Pick out every line of the data below that contains the string "green" and copy each one. The match is case-sensitive.
───── Available data ─────
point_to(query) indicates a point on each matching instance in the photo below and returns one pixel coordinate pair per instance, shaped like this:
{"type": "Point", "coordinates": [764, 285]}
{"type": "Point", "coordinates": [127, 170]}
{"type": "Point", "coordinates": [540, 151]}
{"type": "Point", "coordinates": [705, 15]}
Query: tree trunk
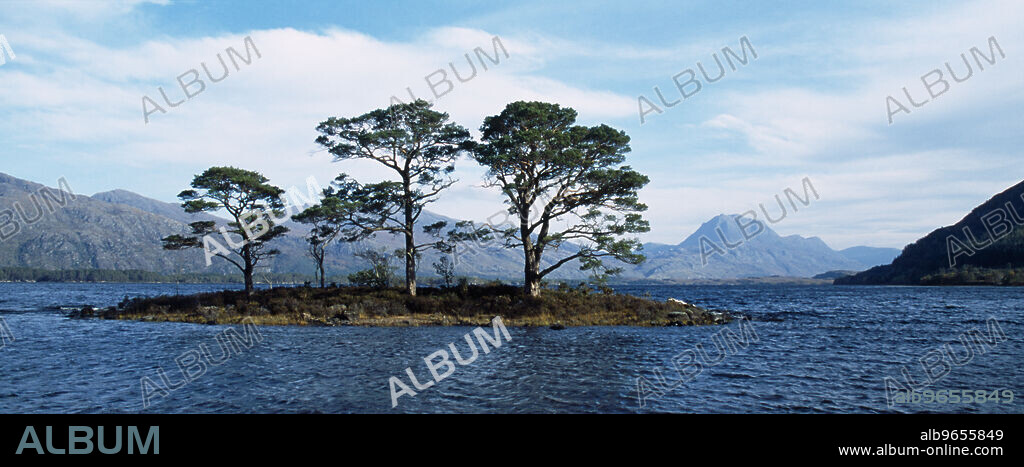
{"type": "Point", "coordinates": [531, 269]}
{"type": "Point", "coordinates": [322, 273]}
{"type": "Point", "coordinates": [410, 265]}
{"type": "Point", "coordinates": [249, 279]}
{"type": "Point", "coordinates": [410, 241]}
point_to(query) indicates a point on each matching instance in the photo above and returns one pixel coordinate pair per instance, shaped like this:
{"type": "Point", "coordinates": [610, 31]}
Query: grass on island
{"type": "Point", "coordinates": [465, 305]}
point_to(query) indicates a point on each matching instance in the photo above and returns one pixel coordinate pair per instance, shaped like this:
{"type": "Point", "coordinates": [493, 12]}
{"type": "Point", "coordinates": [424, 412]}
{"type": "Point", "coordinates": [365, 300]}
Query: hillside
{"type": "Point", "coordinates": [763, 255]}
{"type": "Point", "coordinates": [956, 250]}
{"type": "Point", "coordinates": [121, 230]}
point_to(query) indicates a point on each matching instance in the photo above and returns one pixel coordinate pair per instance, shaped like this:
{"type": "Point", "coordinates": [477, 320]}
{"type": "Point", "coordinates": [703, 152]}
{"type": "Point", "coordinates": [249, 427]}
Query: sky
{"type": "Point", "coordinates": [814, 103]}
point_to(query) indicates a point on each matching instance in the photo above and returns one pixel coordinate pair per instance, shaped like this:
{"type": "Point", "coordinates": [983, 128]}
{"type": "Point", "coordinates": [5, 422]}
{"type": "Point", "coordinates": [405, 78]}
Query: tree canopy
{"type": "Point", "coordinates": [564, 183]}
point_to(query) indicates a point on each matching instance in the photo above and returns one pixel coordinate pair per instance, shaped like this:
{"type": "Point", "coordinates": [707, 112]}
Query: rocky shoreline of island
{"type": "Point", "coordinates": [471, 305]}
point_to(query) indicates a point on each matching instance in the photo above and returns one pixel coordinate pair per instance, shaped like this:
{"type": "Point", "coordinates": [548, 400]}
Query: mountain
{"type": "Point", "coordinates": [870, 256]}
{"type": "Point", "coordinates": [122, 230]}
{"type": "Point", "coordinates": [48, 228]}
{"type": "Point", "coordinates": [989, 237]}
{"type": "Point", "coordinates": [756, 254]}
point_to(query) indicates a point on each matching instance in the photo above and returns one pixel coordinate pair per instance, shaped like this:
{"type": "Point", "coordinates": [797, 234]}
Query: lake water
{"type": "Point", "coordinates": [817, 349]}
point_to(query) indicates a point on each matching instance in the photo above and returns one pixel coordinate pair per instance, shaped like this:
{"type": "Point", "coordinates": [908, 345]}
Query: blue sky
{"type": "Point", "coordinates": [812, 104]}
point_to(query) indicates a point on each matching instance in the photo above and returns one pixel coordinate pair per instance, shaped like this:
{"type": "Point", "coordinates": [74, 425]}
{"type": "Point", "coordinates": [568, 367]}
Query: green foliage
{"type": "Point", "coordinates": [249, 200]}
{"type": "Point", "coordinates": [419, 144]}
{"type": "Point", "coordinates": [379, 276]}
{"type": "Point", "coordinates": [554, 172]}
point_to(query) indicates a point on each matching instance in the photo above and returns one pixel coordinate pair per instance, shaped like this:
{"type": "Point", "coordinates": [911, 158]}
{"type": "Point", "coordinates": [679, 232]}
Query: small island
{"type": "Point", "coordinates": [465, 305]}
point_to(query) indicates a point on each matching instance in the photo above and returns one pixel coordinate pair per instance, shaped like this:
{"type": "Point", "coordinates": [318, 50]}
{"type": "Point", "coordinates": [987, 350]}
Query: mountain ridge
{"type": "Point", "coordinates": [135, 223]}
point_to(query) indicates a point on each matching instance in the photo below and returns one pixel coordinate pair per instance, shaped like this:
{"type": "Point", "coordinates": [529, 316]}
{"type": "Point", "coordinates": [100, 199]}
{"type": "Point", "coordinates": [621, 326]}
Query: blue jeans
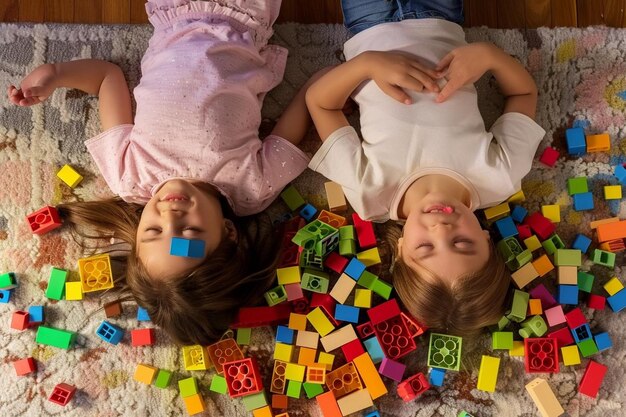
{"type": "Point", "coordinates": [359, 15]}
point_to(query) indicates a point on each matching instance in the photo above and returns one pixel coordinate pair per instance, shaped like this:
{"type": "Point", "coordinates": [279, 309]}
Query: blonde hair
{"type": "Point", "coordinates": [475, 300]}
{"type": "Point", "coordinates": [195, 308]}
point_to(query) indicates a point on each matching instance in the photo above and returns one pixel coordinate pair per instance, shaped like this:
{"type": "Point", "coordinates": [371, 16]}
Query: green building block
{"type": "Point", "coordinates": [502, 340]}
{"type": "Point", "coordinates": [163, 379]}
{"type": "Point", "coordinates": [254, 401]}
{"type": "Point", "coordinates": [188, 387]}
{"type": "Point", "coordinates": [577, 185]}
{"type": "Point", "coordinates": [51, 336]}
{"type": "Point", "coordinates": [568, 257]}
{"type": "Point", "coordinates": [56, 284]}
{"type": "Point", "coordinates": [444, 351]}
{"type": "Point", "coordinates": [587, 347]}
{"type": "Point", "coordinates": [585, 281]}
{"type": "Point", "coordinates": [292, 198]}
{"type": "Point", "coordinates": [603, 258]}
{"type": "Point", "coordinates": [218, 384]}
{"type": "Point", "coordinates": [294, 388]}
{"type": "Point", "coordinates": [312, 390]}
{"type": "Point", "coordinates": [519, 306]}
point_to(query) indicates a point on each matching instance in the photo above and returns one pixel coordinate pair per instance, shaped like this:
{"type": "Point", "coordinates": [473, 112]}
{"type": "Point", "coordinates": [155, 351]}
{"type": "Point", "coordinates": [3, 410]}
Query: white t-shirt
─────
→ **In response**:
Query: green foliage
Query: green building block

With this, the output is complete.